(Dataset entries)
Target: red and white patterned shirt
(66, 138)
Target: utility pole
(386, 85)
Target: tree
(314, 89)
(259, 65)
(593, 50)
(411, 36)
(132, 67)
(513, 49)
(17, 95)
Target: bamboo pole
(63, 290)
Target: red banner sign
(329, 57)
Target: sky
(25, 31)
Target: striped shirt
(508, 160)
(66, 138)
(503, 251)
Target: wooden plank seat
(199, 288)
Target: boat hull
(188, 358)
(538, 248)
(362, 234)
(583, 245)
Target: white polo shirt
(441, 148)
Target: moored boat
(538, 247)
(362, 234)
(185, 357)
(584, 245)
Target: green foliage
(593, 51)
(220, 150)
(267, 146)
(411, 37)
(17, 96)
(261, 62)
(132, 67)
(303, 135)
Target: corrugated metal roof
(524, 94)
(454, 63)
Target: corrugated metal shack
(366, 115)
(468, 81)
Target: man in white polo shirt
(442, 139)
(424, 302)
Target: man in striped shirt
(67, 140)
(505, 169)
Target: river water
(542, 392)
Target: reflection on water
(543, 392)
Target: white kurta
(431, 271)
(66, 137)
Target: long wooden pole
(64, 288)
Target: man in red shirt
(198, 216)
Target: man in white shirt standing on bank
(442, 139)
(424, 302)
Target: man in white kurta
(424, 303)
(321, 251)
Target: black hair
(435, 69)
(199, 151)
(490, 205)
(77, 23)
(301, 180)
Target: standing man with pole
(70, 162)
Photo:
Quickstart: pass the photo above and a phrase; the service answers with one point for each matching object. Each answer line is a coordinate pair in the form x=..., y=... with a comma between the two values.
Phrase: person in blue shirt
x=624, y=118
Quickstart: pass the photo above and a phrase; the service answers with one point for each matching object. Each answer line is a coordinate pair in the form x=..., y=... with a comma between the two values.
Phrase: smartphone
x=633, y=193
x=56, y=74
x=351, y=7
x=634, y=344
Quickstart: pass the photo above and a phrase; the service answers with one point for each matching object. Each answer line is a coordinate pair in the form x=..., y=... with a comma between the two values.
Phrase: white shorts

WHAT NEEDS TO BE DONE ▸
Please restate every line of the records exactly.

RESPONSE ▸
Target: red and white patterned shirt
(66, 138)
Target: utility pole
(386, 85)
Target: tree
(314, 89)
(259, 65)
(593, 50)
(411, 36)
(132, 67)
(513, 49)
(17, 95)
Target: bamboo pole
(63, 290)
Target: red banner sign
(329, 57)
Target: sky
(25, 31)
Target: striped shirt
(508, 160)
(66, 138)
(503, 251)
Target: wooden plank seat
(199, 288)
Target: boat hull
(188, 358)
(538, 248)
(362, 234)
(583, 245)
Target: white polo shirt
(441, 148)
Target: moored boat
(538, 247)
(362, 234)
(185, 357)
(584, 245)
Target: green foliage
(593, 51)
(220, 150)
(267, 146)
(411, 37)
(17, 96)
(261, 62)
(132, 67)
(303, 135)
Target: corrugated metal roof
(524, 94)
(454, 63)
Target: corrugated metal shack
(366, 115)
(468, 81)
Target: man in white polo shirt
(442, 139)
(424, 302)
Target: man in striped shirt
(67, 140)
(505, 169)
Target: river water
(542, 392)
Target: reflection on water
(543, 392)
Target: white kurta
(431, 271)
(66, 137)
Target: long wooden pole
(64, 288)
Target: man in red shirt
(198, 216)
Target: man in white shirt standing on bank
(442, 139)
(424, 302)
Target: man in white kurta
(424, 303)
(321, 251)
Target: black hair
(435, 69)
(199, 151)
(490, 205)
(77, 23)
(301, 180)
Target: standing man with pole
(70, 162)
Photo:
Quickstart: pass the photo above and a phrase; the service answers with one point for each matching object. Each answer line is a coordinate pair in the form x=..., y=... with a comma between the two values.
Phrase: person in blue shirt
x=624, y=118
Quickstart: pass the photo above and a phrase; the service answers with one point for each matching object. Each answer line is a coordinate pair in the form x=..., y=... with a comma between the two values.
Phrase: smartphone
x=633, y=193
x=56, y=74
x=351, y=7
x=634, y=344
Quickstart: pass the photo above and a phrase; the service answers with one point for each matching object. Each answer line is a coordinate pair in the form x=..., y=... with a comma between the two values.
Phrase: white shorts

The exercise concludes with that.